======== Document section

That Is a Lie, A Dirty, Dirty Lie

It was all a bit of silliness filled with inside jokes and feigned offense.

In the Salvation Army we have a tradition of using lots of alternate tunes for our songs.  Our songbook (not hymnal...) is printed without music - just the lyrics.  And nearly every song is listed with several suggested melodies. Further, there is a metrical index of the songs and tunes to provide a quick reference for all those other melodies.

It's a fun game sometimes.  You can sing Amazing Grace to House of the Rising Sun and the theme from Gilligan's Island (though neither of those tunes is in our tune book...)

Last night a friend posted a list of ten reasons why the congregation might not be singing.  Number six on this list was:


"Montreal Citadel" is a march written by Salvation Army composer, Norman Audoire, to honor the Salvation Army corps in Montreal, and one of the melodies used in the march has become a favorite within the Salvation Army.

================
======== Data extract

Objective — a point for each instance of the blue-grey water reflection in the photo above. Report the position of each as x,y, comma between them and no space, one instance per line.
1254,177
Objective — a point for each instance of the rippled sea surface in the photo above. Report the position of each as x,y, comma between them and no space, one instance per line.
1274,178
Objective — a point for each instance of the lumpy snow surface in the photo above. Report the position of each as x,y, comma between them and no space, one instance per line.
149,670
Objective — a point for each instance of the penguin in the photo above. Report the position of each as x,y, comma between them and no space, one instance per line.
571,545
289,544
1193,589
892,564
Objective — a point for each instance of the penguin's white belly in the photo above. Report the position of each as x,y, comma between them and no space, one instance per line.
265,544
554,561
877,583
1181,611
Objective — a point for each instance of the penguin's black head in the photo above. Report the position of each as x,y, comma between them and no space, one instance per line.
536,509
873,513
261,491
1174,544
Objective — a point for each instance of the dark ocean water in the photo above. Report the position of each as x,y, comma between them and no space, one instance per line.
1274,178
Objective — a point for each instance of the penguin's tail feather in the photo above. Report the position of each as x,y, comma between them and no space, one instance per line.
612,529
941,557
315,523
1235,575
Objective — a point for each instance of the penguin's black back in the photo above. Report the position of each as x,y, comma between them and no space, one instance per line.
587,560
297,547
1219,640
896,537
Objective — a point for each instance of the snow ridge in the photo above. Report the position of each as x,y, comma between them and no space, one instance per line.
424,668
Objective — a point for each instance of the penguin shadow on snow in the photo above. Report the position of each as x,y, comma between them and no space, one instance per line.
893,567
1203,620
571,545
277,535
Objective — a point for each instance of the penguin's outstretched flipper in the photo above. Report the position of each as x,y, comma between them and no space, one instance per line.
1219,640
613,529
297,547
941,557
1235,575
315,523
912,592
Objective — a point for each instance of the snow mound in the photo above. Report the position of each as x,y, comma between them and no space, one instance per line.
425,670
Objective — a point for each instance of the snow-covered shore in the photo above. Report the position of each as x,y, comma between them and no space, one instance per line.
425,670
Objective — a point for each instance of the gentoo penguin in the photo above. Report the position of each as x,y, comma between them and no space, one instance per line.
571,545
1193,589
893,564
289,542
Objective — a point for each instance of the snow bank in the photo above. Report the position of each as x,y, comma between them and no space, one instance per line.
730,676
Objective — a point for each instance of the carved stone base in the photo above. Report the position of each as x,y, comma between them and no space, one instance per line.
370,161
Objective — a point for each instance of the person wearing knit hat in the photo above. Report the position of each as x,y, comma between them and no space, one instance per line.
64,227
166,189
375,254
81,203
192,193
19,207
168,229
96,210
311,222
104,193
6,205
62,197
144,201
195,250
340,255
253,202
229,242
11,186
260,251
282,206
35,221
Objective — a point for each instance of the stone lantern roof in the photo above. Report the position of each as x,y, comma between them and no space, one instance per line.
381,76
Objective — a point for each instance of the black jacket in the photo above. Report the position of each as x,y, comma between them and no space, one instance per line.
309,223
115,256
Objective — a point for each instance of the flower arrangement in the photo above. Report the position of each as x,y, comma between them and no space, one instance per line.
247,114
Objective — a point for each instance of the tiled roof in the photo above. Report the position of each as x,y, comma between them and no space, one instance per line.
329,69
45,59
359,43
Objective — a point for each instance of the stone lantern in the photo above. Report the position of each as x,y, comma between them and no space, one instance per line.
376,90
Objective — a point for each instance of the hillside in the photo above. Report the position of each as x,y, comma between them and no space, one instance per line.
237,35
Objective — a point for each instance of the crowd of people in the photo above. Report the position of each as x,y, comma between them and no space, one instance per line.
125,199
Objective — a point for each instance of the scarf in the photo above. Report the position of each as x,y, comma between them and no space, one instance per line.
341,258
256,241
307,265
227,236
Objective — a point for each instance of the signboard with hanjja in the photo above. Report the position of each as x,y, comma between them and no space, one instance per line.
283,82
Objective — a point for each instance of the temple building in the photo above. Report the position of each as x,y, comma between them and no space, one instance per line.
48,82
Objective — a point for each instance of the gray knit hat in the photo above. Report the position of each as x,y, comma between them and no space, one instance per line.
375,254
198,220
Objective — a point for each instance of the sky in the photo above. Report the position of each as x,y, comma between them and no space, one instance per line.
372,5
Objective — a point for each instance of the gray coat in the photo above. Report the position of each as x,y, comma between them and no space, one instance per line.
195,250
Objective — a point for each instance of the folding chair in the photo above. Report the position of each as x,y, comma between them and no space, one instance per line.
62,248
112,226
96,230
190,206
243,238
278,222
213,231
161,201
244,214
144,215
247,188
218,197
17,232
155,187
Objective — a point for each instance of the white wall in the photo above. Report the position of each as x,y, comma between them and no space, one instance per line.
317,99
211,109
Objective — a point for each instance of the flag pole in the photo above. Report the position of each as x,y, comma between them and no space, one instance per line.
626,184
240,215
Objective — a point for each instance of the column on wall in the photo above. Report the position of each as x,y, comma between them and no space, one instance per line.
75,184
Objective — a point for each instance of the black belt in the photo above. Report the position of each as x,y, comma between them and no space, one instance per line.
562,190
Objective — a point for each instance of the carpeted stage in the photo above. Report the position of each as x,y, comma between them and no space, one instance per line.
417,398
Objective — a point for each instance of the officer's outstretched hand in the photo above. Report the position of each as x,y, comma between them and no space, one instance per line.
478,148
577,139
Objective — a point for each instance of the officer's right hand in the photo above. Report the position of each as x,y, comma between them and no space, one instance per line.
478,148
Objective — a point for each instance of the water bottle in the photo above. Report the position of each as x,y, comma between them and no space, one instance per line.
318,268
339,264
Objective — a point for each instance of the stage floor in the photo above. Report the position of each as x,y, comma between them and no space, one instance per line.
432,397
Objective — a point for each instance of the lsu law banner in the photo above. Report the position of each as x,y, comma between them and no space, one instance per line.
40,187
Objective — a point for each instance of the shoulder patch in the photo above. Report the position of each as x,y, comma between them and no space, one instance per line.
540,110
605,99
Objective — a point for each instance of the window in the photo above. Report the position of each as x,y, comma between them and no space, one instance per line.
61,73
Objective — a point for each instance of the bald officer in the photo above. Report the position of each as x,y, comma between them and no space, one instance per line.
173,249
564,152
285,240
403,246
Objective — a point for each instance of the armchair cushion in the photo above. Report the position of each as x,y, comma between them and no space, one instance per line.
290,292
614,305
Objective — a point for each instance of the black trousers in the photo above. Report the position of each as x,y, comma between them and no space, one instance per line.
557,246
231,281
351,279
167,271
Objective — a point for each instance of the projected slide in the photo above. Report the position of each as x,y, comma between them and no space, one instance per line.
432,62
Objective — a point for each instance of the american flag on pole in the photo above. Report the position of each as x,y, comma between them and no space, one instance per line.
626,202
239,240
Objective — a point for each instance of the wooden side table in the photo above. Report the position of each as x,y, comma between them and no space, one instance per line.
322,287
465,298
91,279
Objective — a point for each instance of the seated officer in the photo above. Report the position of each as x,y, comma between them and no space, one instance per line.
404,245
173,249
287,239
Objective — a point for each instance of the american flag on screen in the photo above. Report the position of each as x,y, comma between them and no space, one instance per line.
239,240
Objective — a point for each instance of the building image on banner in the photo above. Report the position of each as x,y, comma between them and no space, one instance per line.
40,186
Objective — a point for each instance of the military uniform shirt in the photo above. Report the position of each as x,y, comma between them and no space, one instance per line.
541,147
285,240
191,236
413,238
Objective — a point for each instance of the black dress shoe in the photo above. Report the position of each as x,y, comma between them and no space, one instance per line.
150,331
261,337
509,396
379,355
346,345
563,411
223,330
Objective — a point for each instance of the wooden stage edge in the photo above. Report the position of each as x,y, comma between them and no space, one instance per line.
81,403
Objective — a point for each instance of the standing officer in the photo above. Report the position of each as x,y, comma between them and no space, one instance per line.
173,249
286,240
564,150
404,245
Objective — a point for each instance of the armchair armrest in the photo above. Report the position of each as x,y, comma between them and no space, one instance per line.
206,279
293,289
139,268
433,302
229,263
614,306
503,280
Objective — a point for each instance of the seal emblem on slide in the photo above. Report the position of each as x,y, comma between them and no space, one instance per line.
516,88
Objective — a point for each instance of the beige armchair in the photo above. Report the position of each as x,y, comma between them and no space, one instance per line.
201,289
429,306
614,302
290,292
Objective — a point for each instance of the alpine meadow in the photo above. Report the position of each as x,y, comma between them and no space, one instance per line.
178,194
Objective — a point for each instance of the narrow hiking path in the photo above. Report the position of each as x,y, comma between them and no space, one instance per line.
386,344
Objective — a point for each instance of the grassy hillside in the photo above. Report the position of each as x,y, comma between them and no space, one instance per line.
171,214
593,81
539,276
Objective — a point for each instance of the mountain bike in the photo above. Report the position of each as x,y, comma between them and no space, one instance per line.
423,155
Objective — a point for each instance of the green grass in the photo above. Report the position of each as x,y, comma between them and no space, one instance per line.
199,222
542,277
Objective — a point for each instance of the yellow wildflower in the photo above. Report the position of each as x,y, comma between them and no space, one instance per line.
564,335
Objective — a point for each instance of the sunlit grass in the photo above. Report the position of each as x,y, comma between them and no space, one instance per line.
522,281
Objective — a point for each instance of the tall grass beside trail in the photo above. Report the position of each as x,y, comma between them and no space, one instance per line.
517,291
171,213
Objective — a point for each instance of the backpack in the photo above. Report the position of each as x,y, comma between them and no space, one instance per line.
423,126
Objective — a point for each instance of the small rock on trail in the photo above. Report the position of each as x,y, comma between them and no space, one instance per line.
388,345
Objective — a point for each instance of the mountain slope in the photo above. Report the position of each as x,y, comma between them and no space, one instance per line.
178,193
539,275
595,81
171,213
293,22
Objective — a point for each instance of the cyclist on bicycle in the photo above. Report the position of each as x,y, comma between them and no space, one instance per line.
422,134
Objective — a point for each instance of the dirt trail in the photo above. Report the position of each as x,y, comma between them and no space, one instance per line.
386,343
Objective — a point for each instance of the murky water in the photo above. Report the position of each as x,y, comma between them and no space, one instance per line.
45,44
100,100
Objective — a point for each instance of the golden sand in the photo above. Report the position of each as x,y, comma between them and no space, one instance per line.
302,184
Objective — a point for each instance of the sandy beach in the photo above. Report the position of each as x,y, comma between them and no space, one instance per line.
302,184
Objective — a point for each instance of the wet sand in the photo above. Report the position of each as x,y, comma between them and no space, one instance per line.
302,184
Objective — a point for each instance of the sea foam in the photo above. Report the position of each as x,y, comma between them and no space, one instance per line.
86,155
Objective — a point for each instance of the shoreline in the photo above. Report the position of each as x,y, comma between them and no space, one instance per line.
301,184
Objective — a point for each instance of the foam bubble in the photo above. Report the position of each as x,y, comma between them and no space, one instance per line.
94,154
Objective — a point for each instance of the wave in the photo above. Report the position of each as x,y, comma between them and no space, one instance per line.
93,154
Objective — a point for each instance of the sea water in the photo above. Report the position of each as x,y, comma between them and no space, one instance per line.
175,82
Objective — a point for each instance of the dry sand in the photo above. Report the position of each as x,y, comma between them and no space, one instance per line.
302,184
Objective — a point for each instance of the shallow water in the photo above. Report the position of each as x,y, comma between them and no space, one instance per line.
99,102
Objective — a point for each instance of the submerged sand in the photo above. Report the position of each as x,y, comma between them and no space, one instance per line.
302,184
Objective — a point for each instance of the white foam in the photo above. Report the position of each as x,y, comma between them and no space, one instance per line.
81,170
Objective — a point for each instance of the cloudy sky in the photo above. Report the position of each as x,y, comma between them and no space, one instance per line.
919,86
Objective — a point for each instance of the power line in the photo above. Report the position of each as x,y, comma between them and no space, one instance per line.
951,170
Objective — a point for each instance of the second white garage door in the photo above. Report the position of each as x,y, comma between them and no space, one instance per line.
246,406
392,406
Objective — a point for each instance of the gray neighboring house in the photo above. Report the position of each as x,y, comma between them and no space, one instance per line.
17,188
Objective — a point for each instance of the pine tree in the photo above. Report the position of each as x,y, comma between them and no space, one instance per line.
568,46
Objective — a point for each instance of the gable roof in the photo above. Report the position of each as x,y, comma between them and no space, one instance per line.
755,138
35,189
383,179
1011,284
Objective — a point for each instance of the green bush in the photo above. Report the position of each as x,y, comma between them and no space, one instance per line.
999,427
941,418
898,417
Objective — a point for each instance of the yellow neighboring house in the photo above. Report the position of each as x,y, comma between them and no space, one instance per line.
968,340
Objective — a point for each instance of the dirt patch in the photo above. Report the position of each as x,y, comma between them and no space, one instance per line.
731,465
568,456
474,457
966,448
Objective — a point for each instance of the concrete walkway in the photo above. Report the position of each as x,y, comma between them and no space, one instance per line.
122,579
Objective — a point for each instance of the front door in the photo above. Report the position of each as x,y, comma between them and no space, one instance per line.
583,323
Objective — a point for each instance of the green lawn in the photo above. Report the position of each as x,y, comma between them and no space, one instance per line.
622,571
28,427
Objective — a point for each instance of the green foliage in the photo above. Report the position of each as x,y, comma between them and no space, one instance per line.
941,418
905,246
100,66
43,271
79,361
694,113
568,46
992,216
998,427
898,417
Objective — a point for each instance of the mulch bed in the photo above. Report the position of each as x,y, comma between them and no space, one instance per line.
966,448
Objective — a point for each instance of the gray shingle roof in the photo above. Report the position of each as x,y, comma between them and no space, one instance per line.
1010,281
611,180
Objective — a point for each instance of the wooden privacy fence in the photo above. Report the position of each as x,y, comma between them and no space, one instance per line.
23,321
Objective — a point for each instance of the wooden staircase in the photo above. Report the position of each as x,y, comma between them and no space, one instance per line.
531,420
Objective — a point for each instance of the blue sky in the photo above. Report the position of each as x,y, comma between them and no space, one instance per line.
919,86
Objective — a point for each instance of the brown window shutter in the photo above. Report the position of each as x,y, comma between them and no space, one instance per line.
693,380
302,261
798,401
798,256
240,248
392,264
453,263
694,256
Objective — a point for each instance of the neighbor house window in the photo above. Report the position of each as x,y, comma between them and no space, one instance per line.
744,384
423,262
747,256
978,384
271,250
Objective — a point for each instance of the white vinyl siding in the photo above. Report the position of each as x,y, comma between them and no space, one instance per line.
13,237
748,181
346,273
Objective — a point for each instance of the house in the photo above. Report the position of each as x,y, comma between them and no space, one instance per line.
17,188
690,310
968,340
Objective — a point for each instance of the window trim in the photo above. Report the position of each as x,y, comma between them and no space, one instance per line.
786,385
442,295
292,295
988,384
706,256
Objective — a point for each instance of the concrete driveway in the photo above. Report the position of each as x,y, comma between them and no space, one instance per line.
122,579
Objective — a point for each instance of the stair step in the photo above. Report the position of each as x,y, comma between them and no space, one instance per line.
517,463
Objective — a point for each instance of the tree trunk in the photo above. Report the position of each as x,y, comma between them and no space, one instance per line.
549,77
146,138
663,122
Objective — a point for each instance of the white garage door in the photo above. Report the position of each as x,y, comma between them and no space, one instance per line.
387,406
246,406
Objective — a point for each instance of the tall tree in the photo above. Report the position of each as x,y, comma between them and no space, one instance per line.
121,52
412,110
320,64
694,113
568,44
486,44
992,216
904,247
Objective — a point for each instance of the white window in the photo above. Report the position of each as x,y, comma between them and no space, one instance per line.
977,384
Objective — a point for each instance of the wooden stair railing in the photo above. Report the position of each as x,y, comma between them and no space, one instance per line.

================

**Actions to take**
**1.** Print the passage in the Salvation Army tunes post starting with "That Is a Lie, A" and going on through "those other melodies.".
**2.** Carry on the Salvation Army tunes post from its final sentence.

**Results**
**1.**
That Is a Lie, A Dirty, Dirty Lie

It was all a bit of silliness filled with inside jokes and feigned offense.

In the Salvation Army we have a tradition of using lots of alternate tunes for our songs.  Our songbook (not hymnal...) is printed without music - just the lyrics.  And nearly every song is listed with several suggested melodies. Further, there is a metrical index of the songs and tunes to provide a quick reference for all those other melodies.

**2.**
It's often used at summer camps to sing a prayer before meals:

Be present at our table, Lord,
be here and everywhere adored;
these mercies bless and grant that we
may strengthened for thy service be.


In response to the list, a friend responded (with feigned offense), "Hey! It's a great tune that we don't hear nearly enough of..."

To which another friend responded (with even greater feigned offense), "THAT IS A LIE! A dirty dirty lie! I REBUKE YOU IN THE NAME OF RAY STEAD-MAN ALLEN!"  (Steadman-Allen is another beloved Salvation Army composer..)

This was a response that I noted could, itself, be sung to "Montreal Citadel."




 Here's the Montreal Citadel  march; the melody referred to here begins at 2:35.






1 comment:


  1. The trio DOES have a set of words written for it. They are:
    Twas Jesus Who came my soul to reclaim,
    And now I am free, Oh, praise His dear name!
    His blood meets my need,
    On His Word I feed,
    And that's why I'm happy, Indeed!

    And as far as table grace goes, there are also two final lines..

    "May strength-ed for Thy service be."
    and
    "Feast in Paradise with Thee."

    And they used to tell us which one they wanted before we sang... As kids.. I think most of us would have rather feasted than be strengthened..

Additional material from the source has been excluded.